BRANO CITATO:
Morire solo per risorgere
«Caro direttore, leggiamo il “Messaggero di sant’Antonio” da diverso tempo. Troviamo questa rivista di grande impatto sociale e informativo, con contenuti pregnanti e aderenti alla realtà complessa e multiculturale della nostra epoca, non solo di carattere spirituale, o meramente legati alla nostra religione cattolica. […] Si ripropone il tema drammatico della sofferenza umana, specie di quella innocente, senza ragione ai nostri occhi. E come non considerare con dolore infinito i malati e i morti dell’epidemia di coronavirus, tristemente attuale? […] Non nascondo di provare sempre uno stupore angosciante per la Croce. Da uno dei miei figli, padre di due bimbe, e dalla moglie, è emersa la convinzione che Dio Padre non avrebbe dovuto permettere la sofferenza di Suo Figlio: “Quale padre non cerca di impedire che venga fatto tanto male a suo figlio?”. Loro non vogliono, per questo, che le bimbe guardino il Crocifisso. […] Ma... Quando in famiglia si argomenta, non sempre riesco a trovare i contenuti giusti, quelli più adeguati come mamma da sempre credente e fiduciosa nell’amore di Dio, creatore di tanta bellezza. Cercavo di farlo anche nella mia esperienza di insegnante. Ecco la mia richiesta di aiuto (è bello anche lo spazio della poesia sul vostro giornale)».

CONSEGNA: Elenca i familiari della scrivente nominati nella lettera, riportando per ciascuno le parole con cui viene indicato.

MATERIALE DI PARTENZA:
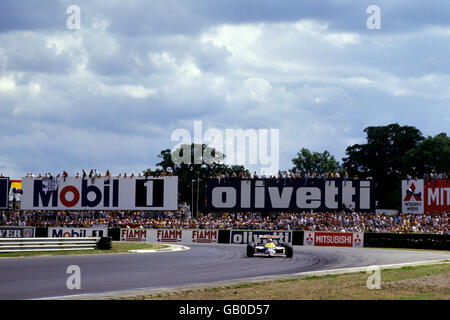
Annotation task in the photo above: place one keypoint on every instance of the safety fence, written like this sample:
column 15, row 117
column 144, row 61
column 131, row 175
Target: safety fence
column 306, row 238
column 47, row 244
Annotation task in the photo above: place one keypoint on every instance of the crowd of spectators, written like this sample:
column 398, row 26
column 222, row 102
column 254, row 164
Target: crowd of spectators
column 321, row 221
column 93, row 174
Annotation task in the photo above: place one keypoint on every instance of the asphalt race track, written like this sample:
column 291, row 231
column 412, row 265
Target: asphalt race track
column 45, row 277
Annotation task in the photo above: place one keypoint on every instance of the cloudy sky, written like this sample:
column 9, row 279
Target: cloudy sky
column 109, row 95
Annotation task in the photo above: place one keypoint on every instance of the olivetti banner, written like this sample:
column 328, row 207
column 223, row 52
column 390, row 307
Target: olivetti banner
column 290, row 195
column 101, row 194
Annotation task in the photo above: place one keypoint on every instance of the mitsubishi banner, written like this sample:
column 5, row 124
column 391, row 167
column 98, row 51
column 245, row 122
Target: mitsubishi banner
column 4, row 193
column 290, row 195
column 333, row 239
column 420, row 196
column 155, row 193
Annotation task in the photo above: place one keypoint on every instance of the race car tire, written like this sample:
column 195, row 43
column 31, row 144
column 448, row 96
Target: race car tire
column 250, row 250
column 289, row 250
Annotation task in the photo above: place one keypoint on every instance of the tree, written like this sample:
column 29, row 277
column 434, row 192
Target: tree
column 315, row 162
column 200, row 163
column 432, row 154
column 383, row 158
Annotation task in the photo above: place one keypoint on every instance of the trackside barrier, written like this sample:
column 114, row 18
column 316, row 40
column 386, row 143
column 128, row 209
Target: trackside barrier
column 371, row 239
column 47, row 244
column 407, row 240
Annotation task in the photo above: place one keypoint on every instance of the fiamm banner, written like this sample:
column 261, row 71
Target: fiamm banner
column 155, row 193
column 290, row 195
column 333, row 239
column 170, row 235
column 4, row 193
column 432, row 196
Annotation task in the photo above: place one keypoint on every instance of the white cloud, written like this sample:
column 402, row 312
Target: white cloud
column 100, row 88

--

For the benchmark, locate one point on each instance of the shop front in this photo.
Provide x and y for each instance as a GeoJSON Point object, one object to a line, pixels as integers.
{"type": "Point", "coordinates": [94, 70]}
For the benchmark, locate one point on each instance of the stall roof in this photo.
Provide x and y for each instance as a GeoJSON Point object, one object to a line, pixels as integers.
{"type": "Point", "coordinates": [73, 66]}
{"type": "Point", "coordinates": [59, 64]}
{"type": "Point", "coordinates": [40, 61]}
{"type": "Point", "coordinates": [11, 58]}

SOLUZIONE SVOLTA:
- il figlio: «uno dei miei figli, padre di due bimbe»
- la moglie del figlio: «la moglie»
- le figlie del figlio: «due bimbe», poi «le bimbe»